Reading passage section start

When major disease epidemics strike, airlines are often forced to shut down travel between countries to stop outbreaks from spreading. But a recent study by Florida State University (FSU) researchers shows that changing boarding procedures could drastically reduce transmissions rates.
Ashok Srinivasan, a computer science associate professor, and his team found that the current zoned boarding procedures used by many airlines plays a major role in the spread of disease. To fix the problem, Srinivasan suggests sacrificing some efficiency to reduce clustered contact between passengers.
"There's been a lot of boarding and deplaning research framed in terms of speed and efficiency, but we aren't looking for efficiency. We're looking to decrease the spread of disease," he said. "It turns out that procedures that are generally good at getting people onto a plane very fast are also very bad at preventing infection."
Reducing spread of infection
Using sophisticated computer simulations and algorithms, the researchers analyzed how airline travel procedures affected the spread of infection for major diseases. They found that deplaning tended to be much less dangerous than boarding because passengers weren’t forced to congregate in large groups.
"While deplaning is a fairly fast and efficient process in terms of avoiding the spread of infection, our model shows that boarding the plane is the big problem. When you have many zones, people in the same zone tend to come very close to each other, close enough to easily transmit infections," said Srinivasan.
So, how can we avoid spreading diseases during the boarding process? The researchers suggest that airlines adopt a two-zone system that divides the plane lengthwise and lets passengers board randomly. Doing so, they say, would help reduce the amount of time that travelers are in contact with each other and cut transmission rates.

Reading passage section end

• **Work task A**:
In the airline boarding passage, what boarding system do the researchers suggest airlines adopt?
• **Work task B**:
Set down the airline boarding passage word for word, from "Reducing spread of" to "in large groups.".

Dataset excerpts section start

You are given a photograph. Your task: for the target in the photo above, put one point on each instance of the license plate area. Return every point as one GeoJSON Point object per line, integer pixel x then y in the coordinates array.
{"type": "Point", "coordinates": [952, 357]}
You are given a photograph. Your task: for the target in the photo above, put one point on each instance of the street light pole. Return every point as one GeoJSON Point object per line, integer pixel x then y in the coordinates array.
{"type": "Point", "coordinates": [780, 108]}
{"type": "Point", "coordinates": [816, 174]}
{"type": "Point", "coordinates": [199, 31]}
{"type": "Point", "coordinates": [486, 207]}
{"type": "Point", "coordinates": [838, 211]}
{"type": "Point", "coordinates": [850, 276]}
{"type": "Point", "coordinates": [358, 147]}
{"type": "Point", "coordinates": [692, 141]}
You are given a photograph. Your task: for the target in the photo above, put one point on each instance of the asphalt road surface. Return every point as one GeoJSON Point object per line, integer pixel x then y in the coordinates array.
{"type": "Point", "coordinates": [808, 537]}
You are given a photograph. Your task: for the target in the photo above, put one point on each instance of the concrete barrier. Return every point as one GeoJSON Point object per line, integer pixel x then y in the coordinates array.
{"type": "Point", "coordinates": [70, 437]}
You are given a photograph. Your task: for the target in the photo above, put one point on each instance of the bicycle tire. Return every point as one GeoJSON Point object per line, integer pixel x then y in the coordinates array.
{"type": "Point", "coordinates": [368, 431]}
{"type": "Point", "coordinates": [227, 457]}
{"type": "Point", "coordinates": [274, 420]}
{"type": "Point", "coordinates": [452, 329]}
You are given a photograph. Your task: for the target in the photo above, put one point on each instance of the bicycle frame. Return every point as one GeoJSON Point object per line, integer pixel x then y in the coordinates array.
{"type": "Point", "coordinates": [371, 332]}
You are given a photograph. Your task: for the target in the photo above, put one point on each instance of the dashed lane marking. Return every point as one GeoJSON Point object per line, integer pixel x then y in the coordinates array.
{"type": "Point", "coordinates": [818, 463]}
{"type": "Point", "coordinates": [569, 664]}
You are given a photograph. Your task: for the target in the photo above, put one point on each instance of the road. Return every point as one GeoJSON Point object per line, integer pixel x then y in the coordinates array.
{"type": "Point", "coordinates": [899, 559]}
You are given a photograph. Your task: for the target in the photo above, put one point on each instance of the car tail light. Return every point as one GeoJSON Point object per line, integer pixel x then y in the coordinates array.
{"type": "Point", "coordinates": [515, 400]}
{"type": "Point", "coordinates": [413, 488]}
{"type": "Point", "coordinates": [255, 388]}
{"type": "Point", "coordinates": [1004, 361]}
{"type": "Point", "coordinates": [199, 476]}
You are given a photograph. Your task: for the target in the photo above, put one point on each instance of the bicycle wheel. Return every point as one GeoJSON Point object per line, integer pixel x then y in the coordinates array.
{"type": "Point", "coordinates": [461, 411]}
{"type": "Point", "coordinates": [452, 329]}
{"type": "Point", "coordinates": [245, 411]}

Dataset excerpts section end
Dataset excerpts section start

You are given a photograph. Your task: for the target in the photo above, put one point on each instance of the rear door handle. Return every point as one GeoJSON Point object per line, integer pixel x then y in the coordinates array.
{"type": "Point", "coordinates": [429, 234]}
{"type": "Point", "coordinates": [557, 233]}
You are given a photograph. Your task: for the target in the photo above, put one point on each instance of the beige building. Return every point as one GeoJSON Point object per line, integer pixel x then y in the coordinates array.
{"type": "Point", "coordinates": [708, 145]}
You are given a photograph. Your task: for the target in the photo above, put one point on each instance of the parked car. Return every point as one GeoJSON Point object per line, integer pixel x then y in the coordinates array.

Dataset excerpts section end

• **Exercise response A**:
A two-zone system that divides the plane lengthwise and lets passengers board randomly.

• **Exercise response B**:
Reducing spread of infection
Using sophisticated computer simulations and algorithms, the researchers analyzed how airline travel procedures affected the spread of infection for major diseases. They found that deplaning tended to be much less dangerous than boarding because passengers weren’t forced to congregate in large groups.